PASSAGE PROVIDED =
"""

Yet, with the exception of fringe groups composed of people like Ms. McDonald, most yoga teachers will tell you that drugs have no place in the practice. “One of the things yoga teaches, even in something as simple as holding an uncomfortable pose, is how to tolerate reality,” said Nancy Romano, a private instructor in Los Angeles. “So any substance that fiddles with our ability to be with what’s really happening would not be helpful in a yoga practice.”

As a child, Ms. McDonald, 34, had what was considered severe scoliosis; now, thanks to her yoga practice, she is able to twist herself like a pretzel and stand on one leg — the “bird of paradise” pose.

She is well aware that many in the official yoga industry would disapprove of her 420 class and doesn’t care. “I find it to be a valuable tool in teaching,” she said. “Disbelief is my biggest obstacle. People don’t believe that they can feel their heart beat or that they can send breath into their lower appendages. A little pot relaxes them into comprehending. And if you want to just lie down in my class, that’s O.K., too.”

William Sands, dean of the College of Maharishi Vedic Science at Maharishi University of Management in Fairfield, Iowa, represents the stringent opposition. He has just finished writing a book on Maharishi Mahesh Yogi, who mentored the Beatles and introduced the West to transcendental meditation. Dr. Sands said that “marijuana inhibits the ability to experience yoga — the inner self — and is therefore incompatible with the practice of transcendental meditation.” To Dr. Sands, yoga is the full package: a physical and mental discipline.

Others make a distinction between the kind of discipline required for yoga and for meditation.

"""

[Image-grounded pointing data]
"""

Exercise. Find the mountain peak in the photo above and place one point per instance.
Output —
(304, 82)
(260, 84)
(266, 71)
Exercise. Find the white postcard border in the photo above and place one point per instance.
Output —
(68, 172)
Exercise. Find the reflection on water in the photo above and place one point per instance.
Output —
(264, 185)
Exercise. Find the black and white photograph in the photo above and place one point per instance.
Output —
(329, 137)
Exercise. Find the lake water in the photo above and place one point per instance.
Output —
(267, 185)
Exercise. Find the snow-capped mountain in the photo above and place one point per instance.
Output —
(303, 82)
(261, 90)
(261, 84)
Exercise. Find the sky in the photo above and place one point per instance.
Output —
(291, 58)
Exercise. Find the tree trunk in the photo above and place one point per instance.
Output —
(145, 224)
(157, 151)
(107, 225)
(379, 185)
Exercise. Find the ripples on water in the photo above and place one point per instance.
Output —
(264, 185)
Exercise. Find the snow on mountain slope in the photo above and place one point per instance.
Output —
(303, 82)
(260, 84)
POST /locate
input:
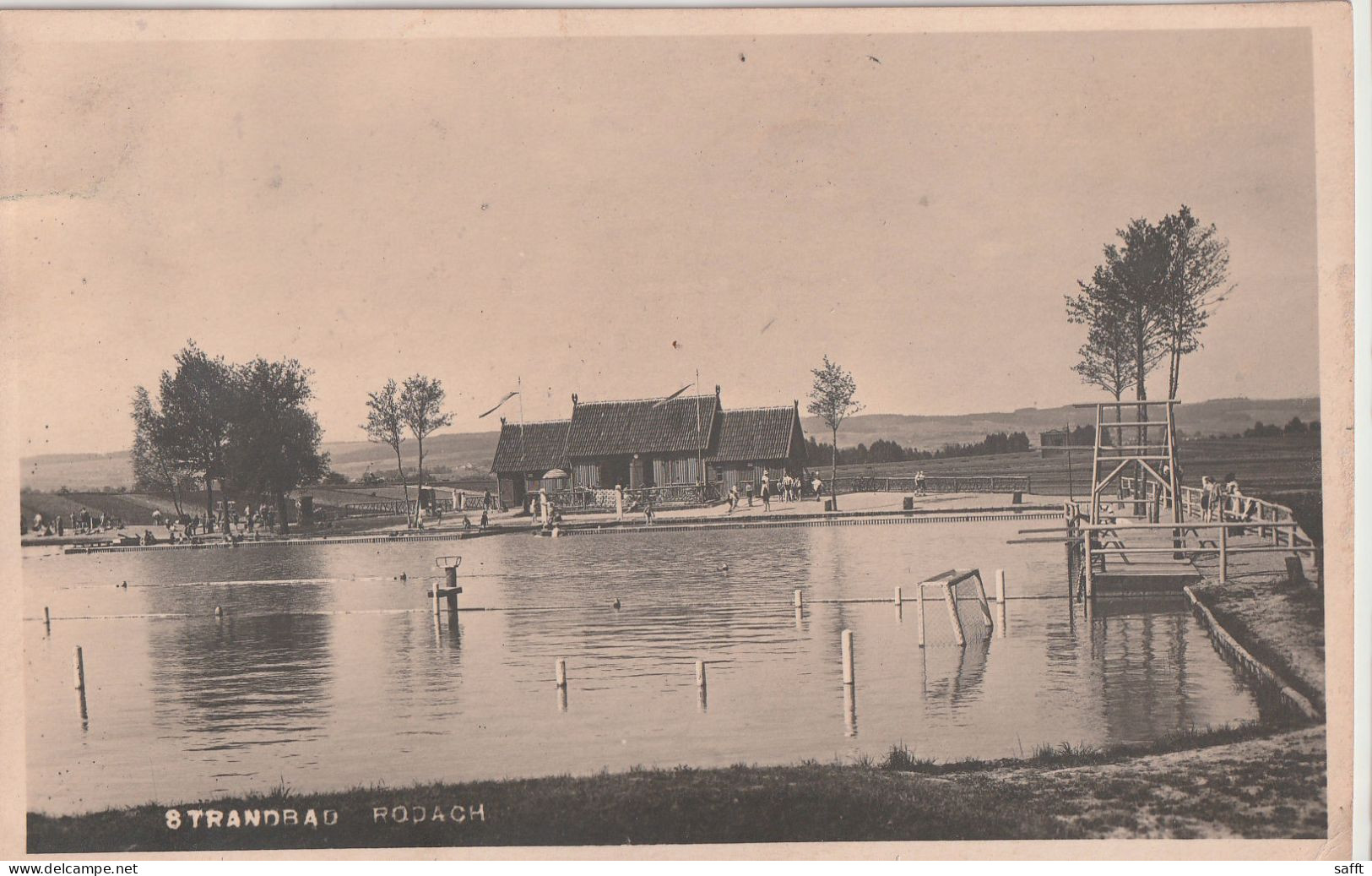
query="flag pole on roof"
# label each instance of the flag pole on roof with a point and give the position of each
(663, 401)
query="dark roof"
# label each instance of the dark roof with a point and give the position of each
(533, 447)
(641, 426)
(756, 434)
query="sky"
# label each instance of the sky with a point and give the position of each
(608, 215)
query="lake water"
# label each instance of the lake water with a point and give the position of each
(327, 672)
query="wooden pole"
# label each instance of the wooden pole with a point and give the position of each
(79, 669)
(847, 639)
(1087, 563)
(919, 612)
(1224, 553)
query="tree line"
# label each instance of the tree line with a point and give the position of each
(882, 450)
(246, 426)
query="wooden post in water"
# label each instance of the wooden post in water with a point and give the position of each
(79, 671)
(1087, 563)
(919, 612)
(1224, 553)
(847, 639)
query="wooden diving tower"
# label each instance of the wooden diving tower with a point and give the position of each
(1135, 481)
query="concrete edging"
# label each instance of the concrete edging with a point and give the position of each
(1229, 645)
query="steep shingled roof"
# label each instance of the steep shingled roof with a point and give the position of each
(534, 447)
(756, 434)
(618, 427)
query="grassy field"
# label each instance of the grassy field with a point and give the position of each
(1234, 781)
(1262, 465)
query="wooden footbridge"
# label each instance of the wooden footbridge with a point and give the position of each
(1141, 531)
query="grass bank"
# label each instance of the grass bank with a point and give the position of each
(1233, 781)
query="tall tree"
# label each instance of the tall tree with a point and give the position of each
(1198, 265)
(421, 406)
(832, 400)
(198, 403)
(274, 443)
(1106, 357)
(153, 469)
(386, 425)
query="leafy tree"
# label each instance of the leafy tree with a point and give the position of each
(386, 425)
(1198, 265)
(421, 408)
(832, 400)
(274, 443)
(198, 403)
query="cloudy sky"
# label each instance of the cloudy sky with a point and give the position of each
(607, 215)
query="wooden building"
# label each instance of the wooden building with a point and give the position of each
(524, 454)
(651, 443)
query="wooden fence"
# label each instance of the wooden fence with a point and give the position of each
(933, 483)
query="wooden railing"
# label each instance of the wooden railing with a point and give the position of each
(932, 483)
(1275, 524)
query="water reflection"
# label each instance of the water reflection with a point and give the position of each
(355, 680)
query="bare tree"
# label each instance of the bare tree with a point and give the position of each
(832, 400)
(421, 408)
(386, 425)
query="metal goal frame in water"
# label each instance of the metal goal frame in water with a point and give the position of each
(963, 595)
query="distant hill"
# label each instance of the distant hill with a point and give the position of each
(1220, 416)
(469, 454)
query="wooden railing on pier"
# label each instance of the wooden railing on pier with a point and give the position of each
(1277, 525)
(933, 483)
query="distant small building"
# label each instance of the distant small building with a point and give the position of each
(649, 443)
(1054, 441)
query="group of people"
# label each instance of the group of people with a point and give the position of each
(786, 487)
(80, 522)
(225, 520)
(1220, 498)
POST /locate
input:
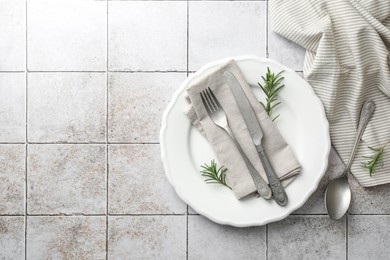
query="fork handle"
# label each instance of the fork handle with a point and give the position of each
(261, 186)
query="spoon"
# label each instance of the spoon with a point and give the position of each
(338, 192)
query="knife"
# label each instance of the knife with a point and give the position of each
(256, 133)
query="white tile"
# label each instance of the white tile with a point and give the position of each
(285, 51)
(147, 35)
(12, 35)
(67, 107)
(67, 35)
(316, 204)
(12, 237)
(368, 237)
(12, 179)
(147, 237)
(307, 237)
(208, 240)
(66, 237)
(12, 107)
(137, 183)
(66, 179)
(219, 29)
(136, 102)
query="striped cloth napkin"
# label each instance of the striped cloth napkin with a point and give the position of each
(347, 46)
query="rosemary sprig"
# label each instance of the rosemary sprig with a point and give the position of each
(271, 87)
(214, 174)
(375, 158)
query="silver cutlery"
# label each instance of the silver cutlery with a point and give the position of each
(218, 116)
(338, 192)
(256, 133)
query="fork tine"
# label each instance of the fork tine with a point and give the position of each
(215, 100)
(205, 103)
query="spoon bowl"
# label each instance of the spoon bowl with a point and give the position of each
(338, 192)
(337, 198)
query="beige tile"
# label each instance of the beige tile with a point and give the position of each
(12, 35)
(368, 237)
(316, 203)
(66, 237)
(67, 107)
(307, 237)
(12, 179)
(12, 107)
(137, 183)
(208, 240)
(67, 35)
(66, 179)
(147, 237)
(219, 29)
(147, 35)
(136, 103)
(12, 237)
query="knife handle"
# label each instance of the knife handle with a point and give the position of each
(261, 186)
(277, 188)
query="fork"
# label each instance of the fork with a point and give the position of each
(218, 116)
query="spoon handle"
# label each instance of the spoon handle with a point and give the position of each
(368, 109)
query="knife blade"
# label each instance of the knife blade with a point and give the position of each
(256, 134)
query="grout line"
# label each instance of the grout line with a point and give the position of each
(147, 71)
(67, 215)
(100, 71)
(266, 29)
(143, 214)
(26, 137)
(151, 214)
(188, 33)
(346, 237)
(107, 163)
(86, 143)
(4, 143)
(188, 41)
(266, 241)
(187, 234)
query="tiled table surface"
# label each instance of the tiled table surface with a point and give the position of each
(83, 85)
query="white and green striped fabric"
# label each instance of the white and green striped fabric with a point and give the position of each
(347, 61)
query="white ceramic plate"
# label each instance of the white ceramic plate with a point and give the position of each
(302, 123)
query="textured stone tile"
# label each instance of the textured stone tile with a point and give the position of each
(12, 35)
(12, 106)
(67, 107)
(147, 35)
(191, 211)
(147, 237)
(67, 35)
(12, 179)
(136, 103)
(208, 240)
(12, 237)
(307, 237)
(219, 29)
(285, 51)
(368, 237)
(66, 237)
(66, 179)
(137, 183)
(316, 203)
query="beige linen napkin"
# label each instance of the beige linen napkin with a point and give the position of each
(347, 46)
(238, 177)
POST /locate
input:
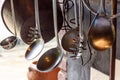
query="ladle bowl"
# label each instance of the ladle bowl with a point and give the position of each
(34, 49)
(101, 35)
(49, 60)
(9, 42)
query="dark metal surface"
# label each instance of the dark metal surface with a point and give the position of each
(24, 13)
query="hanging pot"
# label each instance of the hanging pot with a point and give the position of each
(25, 18)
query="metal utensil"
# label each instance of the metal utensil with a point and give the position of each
(51, 58)
(10, 42)
(37, 46)
(101, 34)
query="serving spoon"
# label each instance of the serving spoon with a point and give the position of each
(37, 46)
(51, 58)
(11, 41)
(101, 34)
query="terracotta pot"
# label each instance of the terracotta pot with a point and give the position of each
(34, 74)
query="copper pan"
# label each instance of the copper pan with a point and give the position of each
(25, 18)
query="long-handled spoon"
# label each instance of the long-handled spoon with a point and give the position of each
(37, 46)
(101, 34)
(10, 42)
(51, 58)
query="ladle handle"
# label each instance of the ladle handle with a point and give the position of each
(13, 16)
(80, 19)
(102, 7)
(75, 13)
(55, 21)
(37, 20)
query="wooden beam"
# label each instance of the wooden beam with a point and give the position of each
(113, 53)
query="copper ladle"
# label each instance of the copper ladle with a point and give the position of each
(51, 58)
(10, 42)
(37, 46)
(101, 34)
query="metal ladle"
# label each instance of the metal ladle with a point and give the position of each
(101, 34)
(70, 41)
(51, 58)
(10, 42)
(37, 46)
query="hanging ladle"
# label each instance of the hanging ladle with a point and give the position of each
(37, 46)
(10, 42)
(70, 39)
(101, 34)
(51, 58)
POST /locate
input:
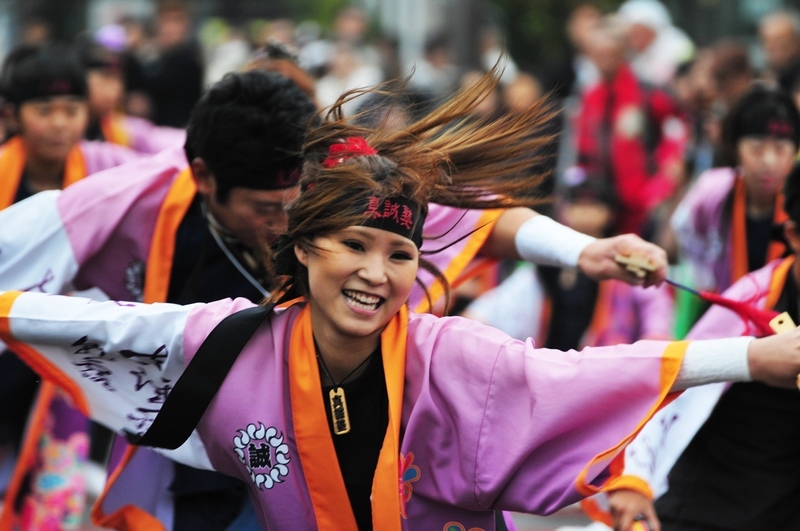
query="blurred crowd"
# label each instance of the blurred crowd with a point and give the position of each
(650, 134)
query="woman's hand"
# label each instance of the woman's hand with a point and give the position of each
(775, 360)
(597, 260)
(628, 505)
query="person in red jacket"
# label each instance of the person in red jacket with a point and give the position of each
(628, 134)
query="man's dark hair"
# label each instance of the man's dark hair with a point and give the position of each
(249, 128)
(33, 72)
(791, 194)
(754, 113)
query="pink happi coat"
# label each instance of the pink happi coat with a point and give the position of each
(116, 233)
(139, 134)
(488, 422)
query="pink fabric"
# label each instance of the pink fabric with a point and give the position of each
(110, 219)
(100, 156)
(146, 137)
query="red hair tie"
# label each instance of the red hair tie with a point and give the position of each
(352, 146)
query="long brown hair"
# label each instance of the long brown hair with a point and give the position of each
(447, 157)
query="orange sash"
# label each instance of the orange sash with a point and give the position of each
(315, 446)
(162, 247)
(739, 265)
(457, 271)
(12, 166)
(111, 125)
(777, 282)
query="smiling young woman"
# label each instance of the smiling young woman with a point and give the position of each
(343, 395)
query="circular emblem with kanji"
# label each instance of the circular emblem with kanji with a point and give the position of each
(263, 453)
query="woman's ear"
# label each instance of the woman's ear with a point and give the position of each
(301, 254)
(203, 178)
(790, 231)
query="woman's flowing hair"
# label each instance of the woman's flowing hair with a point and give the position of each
(447, 157)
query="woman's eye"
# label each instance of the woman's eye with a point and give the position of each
(356, 246)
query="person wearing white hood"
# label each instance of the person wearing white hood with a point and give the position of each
(657, 47)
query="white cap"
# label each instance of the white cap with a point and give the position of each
(650, 13)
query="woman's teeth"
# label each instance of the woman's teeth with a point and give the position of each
(362, 300)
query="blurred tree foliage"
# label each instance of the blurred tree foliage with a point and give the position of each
(322, 11)
(536, 30)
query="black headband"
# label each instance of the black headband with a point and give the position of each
(775, 126)
(399, 215)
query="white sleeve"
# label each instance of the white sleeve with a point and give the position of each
(543, 241)
(35, 251)
(124, 358)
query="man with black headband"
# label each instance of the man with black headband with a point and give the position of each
(184, 226)
(44, 95)
(725, 222)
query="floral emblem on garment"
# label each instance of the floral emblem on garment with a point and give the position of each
(409, 473)
(263, 453)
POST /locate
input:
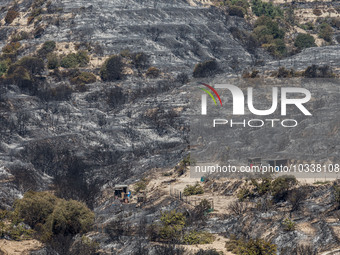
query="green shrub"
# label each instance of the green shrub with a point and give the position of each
(208, 252)
(173, 223)
(317, 12)
(267, 29)
(52, 61)
(10, 16)
(236, 11)
(73, 60)
(11, 47)
(244, 193)
(303, 41)
(263, 186)
(46, 48)
(242, 3)
(112, 69)
(326, 32)
(243, 247)
(284, 73)
(52, 216)
(288, 224)
(83, 78)
(205, 69)
(198, 237)
(190, 190)
(266, 9)
(153, 72)
(307, 26)
(22, 35)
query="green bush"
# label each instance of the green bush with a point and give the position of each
(317, 12)
(190, 190)
(244, 193)
(11, 47)
(303, 41)
(22, 35)
(52, 61)
(307, 26)
(285, 73)
(46, 48)
(236, 11)
(242, 3)
(10, 16)
(52, 216)
(315, 71)
(288, 224)
(73, 60)
(33, 64)
(326, 32)
(173, 223)
(83, 78)
(205, 69)
(208, 252)
(266, 9)
(198, 237)
(112, 69)
(243, 247)
(267, 29)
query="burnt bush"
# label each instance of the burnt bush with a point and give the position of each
(296, 197)
(112, 69)
(153, 72)
(46, 48)
(115, 97)
(10, 16)
(140, 60)
(182, 78)
(83, 78)
(236, 11)
(206, 68)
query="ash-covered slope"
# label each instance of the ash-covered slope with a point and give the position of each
(113, 131)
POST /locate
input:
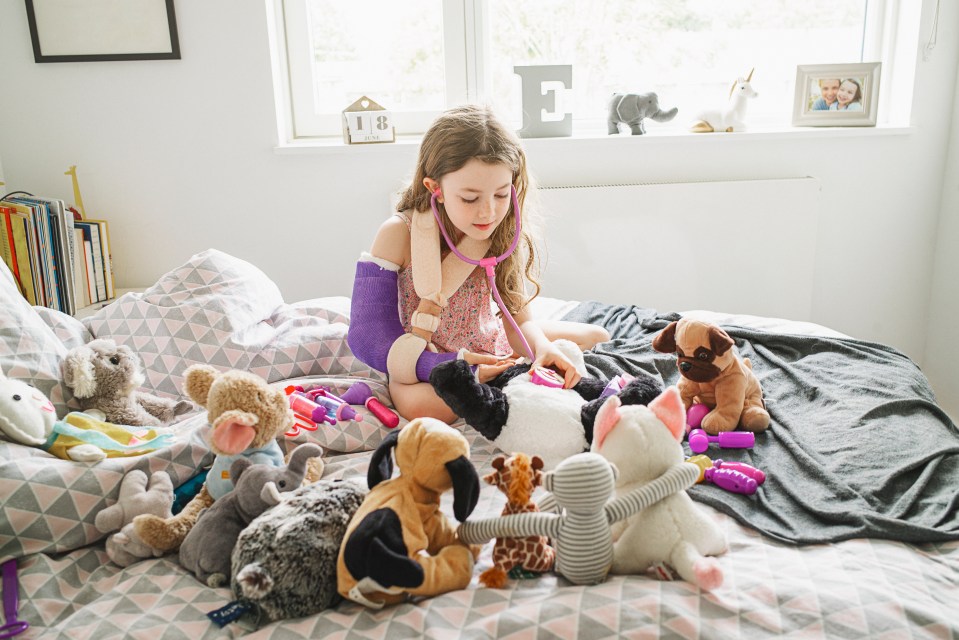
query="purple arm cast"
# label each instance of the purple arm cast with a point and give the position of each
(375, 322)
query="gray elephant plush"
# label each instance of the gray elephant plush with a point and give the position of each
(207, 549)
(632, 109)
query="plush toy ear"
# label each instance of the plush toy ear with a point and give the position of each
(668, 407)
(606, 419)
(381, 463)
(665, 342)
(78, 371)
(719, 341)
(465, 487)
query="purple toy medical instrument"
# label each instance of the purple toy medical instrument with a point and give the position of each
(489, 263)
(11, 602)
(699, 440)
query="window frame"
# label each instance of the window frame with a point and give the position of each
(468, 78)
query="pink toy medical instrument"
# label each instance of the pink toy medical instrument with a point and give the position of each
(735, 477)
(699, 440)
(616, 385)
(360, 393)
(490, 263)
(546, 377)
(11, 602)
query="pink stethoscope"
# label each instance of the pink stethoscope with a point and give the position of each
(490, 263)
(11, 601)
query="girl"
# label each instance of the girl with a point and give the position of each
(849, 96)
(473, 170)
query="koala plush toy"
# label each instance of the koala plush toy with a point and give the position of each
(284, 562)
(105, 377)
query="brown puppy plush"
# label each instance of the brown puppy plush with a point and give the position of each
(399, 543)
(714, 375)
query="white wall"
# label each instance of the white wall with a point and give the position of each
(179, 156)
(941, 348)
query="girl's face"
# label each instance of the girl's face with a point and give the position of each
(847, 91)
(828, 89)
(477, 197)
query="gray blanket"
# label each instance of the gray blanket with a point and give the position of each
(857, 446)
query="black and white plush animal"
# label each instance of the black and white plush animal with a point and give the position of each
(284, 562)
(517, 415)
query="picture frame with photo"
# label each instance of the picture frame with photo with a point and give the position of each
(837, 95)
(100, 30)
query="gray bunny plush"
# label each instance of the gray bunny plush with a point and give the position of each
(207, 548)
(632, 109)
(105, 377)
(284, 562)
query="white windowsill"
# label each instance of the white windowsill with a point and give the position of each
(403, 144)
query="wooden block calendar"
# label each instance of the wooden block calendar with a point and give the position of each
(365, 121)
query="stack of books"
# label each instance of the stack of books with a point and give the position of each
(58, 258)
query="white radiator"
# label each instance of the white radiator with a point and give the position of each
(744, 246)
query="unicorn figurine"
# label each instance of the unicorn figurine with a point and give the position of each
(733, 116)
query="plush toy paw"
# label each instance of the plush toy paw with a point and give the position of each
(709, 575)
(493, 578)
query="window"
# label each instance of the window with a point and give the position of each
(420, 56)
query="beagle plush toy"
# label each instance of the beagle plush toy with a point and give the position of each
(713, 374)
(399, 543)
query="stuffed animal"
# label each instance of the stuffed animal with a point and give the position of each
(517, 477)
(645, 443)
(137, 496)
(732, 117)
(399, 543)
(631, 109)
(516, 414)
(105, 376)
(208, 547)
(246, 415)
(580, 530)
(284, 562)
(28, 417)
(714, 375)
(26, 414)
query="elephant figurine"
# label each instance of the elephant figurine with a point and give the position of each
(633, 108)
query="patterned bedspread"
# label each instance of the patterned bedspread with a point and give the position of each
(860, 587)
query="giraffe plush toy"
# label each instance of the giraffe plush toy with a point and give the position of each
(517, 477)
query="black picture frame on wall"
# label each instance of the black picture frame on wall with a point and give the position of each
(101, 30)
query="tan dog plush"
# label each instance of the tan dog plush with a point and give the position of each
(399, 543)
(714, 375)
(246, 416)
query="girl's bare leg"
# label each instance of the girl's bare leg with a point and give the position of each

"""

PROBLEM TO WORK ON = Pick up the passage about yoga and marijuana after its last sentence and write what comes next. The records have nothing to do with this.

SOLVED PROBLEM =
Ms. McDonald said she understands why certain yogis disapprove of pairing the practice with pot. “Some devotees have literally dedicated their lives to yoga,” she said, “and as a result they tend to see it as an ideal, beyond human flaws, capable of our salvation. I think that perfection is found by authentically being in the present moment, rather than as an outcome of enlightenment. So I’m not afraid to admit I’m not perfect and come out of the closet on these issues.”

Here’s the part that I find the most interesting, which may just mean the part that I’m most skeptical about — of course, I’d say I’m pretty solidly skeptical about all our attempts to understand the “roots” of yoga. To me, it always sounds like people put onto yoga what they want to find there. For instance:

Dee Dussault of San Francisco is another rare instructor who advertises what she teaches, in her case Ganja Yoga. Ms. Dussault traces the division between what she calls tantric yoga and straight yoga to the Buddha, who advocated purity.

“Tantric yoga says you use whatever tools are available to get to a place of transcendence,” she said, adding the caveat that marijuana must be used “mindfully.”

Yoga and herb intake have been linked since ancient times. The yoga sutras, written in Sanskrit before the time of Christ, are considered the practice’s foundational text. The sutras list herbs as one of five methods to lift the veil of ignorance, or the barrier between the conscious and the unconscious. Dr. Sands, though, expressed skepticism, saying that the “herbs” in question could be as uncontroversial as cardamom. “People who interpret the sutras’ use of ‘herbs’ as marijuana,” he said, “are looking for a rationale.”

But Mark Haskell Smith, the novelist and author of the nonfiction “Heart of Dankness: Underground Botanists, Outlaw Farmers, and the Race for the Cannabis Cup ,” is pretty sure that the sutras do not refer to cardamom. A yoga practitioner for 20 years, Mr. Smith said he occasionally uses pot when he practices. When he does, he said, he finds that “I go more deeply into the asanas,” or poses.

“Part of the point of yoga is to relax the body,” he said. “And marijuana helps a lot of people to do that.”

The Times story is pegged to yoga in Colorado and Washington, where voters just approved looser marijuana laws. It suggests we could be seeing more “ganga yoga” classes in those states as a result.